SET EXERCISE:
Which lines of the material below contain the word "post"? Copy each of them out whole, and leave out every other line.
— start of DATA SUPPLIED —
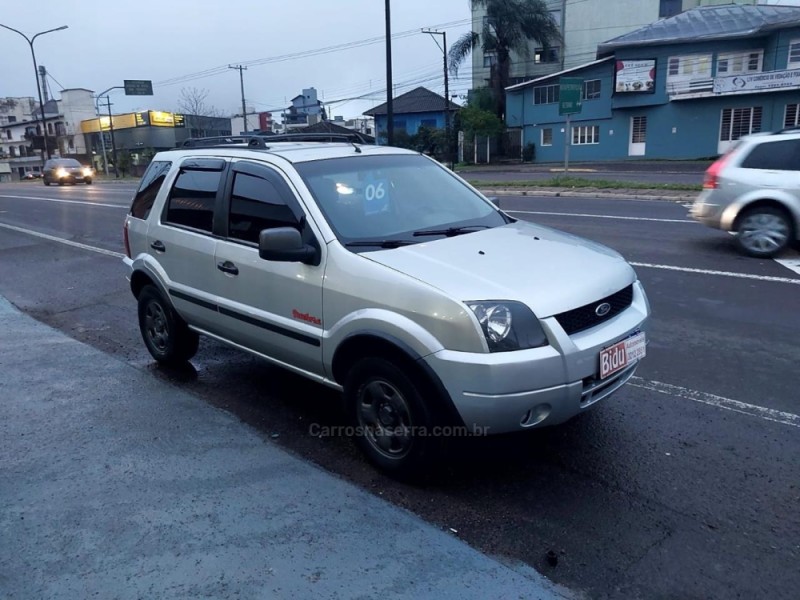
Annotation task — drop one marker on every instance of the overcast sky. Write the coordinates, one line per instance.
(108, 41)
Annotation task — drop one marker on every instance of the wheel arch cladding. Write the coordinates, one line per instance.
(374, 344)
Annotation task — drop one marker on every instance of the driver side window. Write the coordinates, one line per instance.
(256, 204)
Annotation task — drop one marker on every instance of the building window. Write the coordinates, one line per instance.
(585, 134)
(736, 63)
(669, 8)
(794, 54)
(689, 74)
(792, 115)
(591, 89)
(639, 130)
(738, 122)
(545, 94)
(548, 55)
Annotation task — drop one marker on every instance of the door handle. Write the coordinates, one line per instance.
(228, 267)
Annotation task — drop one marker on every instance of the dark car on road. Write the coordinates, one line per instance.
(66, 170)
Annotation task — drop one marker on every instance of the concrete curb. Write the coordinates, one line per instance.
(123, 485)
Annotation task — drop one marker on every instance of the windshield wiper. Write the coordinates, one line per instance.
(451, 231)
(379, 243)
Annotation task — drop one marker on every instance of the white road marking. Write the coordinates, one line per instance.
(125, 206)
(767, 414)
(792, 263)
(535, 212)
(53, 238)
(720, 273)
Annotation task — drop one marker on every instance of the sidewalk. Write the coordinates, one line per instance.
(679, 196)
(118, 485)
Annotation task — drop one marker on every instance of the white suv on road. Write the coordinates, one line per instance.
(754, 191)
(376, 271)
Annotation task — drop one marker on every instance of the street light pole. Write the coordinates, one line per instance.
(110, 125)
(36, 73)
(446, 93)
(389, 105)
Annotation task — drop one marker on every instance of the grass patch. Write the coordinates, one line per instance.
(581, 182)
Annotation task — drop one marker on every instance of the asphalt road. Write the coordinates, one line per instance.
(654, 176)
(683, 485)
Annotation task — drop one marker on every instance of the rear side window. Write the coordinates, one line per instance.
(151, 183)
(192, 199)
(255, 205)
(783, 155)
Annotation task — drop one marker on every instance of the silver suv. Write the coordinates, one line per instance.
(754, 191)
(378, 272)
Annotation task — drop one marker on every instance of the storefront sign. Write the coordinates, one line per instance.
— end of DATA SUPPLIED —
— start of DATA SUPPLIED —
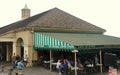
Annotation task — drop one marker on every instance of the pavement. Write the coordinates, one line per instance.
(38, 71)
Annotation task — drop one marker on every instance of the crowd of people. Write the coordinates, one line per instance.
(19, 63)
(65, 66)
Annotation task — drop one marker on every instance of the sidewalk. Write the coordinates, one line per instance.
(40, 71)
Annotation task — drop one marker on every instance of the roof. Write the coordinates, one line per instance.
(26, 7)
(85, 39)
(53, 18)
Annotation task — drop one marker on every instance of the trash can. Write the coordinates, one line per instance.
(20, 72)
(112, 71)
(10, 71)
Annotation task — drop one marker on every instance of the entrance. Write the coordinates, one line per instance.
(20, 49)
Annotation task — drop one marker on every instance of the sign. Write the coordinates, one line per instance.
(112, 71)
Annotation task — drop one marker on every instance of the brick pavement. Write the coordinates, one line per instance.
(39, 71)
— end of DATA SUPPLIED —
— start of DATA SUPPLIED —
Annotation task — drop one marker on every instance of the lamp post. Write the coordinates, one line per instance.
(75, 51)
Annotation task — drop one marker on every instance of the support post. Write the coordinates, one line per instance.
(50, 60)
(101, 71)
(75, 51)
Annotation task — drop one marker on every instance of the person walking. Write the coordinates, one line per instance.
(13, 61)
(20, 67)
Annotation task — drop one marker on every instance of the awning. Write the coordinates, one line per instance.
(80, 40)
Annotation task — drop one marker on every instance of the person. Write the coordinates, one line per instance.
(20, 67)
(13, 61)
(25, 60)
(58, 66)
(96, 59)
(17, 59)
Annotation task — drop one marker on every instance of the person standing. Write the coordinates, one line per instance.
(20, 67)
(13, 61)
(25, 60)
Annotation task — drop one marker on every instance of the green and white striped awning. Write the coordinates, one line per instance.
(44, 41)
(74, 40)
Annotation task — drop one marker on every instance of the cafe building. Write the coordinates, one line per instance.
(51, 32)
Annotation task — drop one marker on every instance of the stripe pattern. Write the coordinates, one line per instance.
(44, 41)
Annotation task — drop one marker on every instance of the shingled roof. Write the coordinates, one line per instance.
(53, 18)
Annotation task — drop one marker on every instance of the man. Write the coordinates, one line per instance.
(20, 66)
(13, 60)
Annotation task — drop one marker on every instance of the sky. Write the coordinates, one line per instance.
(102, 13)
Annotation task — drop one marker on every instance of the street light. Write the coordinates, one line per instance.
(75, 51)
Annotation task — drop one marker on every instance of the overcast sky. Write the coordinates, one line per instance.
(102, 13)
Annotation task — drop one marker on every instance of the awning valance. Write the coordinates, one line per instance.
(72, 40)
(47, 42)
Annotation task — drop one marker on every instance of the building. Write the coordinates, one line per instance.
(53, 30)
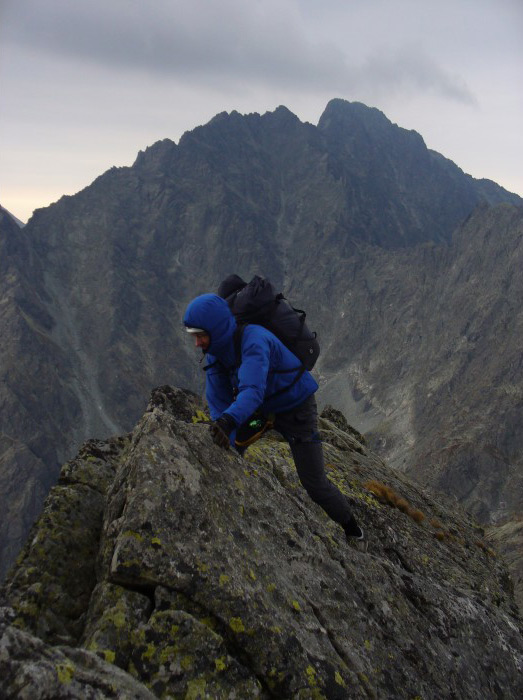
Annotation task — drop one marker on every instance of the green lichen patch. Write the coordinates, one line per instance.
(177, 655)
— end of DATA SUPPLIED —
EXERCISE RESULT:
Annotation task — drop one marker on every instance of the lamp post. Write the coordinates, one line per instance.
Annotation task — drop one marker on every instance of the support post. Write the coordinates, one line per instance.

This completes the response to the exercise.